## WHAT IS BEING ASKED
Return the data below exactly, but only from the line containing "Query: green hedge" through the line containing "# for each instance of the mountain slope, put", with both of those lines included.

## GIVEN DATA
───
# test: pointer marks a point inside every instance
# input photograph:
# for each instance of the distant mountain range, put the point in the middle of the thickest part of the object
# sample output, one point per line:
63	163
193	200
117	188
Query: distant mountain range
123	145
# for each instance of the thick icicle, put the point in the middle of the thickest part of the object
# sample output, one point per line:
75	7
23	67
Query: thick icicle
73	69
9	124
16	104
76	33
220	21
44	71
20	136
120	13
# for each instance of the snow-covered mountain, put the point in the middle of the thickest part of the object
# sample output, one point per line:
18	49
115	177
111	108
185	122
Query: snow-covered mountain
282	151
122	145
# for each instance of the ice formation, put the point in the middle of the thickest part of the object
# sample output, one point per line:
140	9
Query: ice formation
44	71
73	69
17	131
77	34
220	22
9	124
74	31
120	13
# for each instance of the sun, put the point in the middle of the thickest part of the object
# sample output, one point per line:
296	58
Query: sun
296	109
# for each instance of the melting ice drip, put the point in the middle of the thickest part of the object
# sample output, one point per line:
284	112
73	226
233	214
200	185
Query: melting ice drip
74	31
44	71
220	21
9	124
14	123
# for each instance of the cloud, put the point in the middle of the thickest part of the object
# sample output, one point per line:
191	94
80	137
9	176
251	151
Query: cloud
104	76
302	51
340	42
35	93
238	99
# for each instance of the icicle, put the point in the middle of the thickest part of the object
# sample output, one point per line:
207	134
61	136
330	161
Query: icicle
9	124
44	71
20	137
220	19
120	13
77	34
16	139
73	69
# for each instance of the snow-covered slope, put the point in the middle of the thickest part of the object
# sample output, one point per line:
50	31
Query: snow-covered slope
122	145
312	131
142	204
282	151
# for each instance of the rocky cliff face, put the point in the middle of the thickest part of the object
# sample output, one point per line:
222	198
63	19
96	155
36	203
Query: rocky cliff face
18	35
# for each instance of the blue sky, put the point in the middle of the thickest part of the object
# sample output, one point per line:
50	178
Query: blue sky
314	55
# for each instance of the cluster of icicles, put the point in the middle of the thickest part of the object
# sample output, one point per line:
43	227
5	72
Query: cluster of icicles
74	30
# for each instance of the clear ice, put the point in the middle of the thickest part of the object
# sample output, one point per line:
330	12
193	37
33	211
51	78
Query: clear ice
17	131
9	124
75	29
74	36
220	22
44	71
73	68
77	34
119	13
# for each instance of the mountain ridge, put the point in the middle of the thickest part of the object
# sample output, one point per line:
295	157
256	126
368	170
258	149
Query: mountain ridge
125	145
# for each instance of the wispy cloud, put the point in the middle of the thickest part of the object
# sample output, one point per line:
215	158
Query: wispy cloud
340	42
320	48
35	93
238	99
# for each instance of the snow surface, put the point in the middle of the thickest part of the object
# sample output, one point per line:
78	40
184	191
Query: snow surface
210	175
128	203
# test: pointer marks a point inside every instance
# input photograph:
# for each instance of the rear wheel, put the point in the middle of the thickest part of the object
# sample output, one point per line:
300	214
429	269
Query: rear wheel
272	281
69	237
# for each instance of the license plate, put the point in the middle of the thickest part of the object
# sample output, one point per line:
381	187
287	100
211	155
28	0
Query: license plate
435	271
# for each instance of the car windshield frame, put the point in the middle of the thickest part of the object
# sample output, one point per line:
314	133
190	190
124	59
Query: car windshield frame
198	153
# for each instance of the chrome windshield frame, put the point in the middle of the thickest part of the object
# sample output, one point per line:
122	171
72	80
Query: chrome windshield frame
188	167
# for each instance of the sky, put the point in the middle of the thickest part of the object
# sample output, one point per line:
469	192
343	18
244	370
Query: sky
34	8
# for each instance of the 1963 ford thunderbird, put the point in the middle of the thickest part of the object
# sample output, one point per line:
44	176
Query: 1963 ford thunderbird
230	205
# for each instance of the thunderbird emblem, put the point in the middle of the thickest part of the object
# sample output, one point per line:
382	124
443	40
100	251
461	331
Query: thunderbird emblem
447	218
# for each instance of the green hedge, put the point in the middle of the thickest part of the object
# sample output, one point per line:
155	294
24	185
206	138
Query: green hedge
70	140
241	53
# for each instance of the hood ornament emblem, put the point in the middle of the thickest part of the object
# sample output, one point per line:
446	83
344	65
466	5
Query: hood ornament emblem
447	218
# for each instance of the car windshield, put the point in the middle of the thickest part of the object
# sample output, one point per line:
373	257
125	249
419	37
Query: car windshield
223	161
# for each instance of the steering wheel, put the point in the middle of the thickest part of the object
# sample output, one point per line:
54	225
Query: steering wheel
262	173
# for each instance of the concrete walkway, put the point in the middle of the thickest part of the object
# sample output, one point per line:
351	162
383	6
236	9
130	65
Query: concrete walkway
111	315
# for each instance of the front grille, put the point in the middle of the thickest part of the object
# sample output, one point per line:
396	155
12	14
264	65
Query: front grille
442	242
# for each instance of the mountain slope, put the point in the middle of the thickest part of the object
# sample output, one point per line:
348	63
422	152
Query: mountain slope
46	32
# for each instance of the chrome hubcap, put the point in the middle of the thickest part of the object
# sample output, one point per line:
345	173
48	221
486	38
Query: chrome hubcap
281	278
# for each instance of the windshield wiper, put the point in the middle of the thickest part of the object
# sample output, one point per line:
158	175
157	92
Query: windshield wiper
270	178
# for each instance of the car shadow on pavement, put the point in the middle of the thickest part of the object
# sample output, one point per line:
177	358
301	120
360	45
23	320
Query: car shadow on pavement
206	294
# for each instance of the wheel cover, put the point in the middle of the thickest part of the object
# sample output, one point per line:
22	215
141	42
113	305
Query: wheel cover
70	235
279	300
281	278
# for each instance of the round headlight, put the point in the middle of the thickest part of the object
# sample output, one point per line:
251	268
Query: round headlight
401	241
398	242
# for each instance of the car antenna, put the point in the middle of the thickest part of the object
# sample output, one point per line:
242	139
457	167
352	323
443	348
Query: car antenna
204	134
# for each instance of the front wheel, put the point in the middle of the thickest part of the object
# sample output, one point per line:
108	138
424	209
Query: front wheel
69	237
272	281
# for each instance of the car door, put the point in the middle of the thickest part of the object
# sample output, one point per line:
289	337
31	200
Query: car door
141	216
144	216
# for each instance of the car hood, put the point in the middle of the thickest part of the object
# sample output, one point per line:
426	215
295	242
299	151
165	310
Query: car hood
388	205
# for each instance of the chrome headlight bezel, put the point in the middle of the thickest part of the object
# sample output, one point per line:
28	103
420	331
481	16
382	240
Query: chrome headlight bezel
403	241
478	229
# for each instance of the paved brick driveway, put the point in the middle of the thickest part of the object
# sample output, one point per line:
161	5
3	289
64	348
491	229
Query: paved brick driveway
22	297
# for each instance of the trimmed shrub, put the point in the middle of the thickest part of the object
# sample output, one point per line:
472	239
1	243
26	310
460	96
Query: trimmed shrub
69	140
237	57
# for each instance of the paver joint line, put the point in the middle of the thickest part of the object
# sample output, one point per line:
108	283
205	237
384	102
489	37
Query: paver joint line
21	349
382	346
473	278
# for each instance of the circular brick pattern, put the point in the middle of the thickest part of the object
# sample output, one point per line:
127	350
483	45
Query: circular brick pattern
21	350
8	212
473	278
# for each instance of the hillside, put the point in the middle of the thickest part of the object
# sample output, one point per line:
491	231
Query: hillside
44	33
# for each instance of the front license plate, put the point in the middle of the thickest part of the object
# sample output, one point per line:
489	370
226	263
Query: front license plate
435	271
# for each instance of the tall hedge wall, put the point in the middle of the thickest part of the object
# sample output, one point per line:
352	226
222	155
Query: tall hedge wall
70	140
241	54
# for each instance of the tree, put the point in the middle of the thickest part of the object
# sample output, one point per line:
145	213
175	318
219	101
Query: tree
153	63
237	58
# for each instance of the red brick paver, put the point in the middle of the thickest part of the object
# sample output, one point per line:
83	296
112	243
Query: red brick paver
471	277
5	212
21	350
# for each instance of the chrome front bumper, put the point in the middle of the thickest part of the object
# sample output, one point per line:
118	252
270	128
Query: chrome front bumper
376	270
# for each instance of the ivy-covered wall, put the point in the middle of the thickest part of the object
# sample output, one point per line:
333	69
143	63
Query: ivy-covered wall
───
## RESPONSE TO THIS TASK
Query: green hedge
70	140
241	53
# for each instance of the hood ornament emblem, put the point in the middle of the thickest part of the object
# sample output, one point per line:
446	83
344	65
466	5
Query: hood ornament emblem
447	218
# for each instance of the car windshield, put the point in the middle of the thickest part of the object
# sample output, one point per line:
373	257
125	249
419	37
Query: car windshield
223	161
# for each instance of the steering wheel, put the point in the middle of the thickest part of the object
# sample output, one point per line:
54	225
Query: steering wheel
262	173
# for each instance of the concrete walkway, put the point in the middle of the thickest part of the object
# sample output, one point per line:
351	162
383	6
236	9
130	65
Query: concrete walkway
111	315
# for each instance of the front grille, put the point in the middle of the thickest part of the object
# sample output, one point per line:
396	155
12	14
264	65
Query: front grille
442	242
# for each instance of the mountain slope, put the point in the middle of the thickest part of the object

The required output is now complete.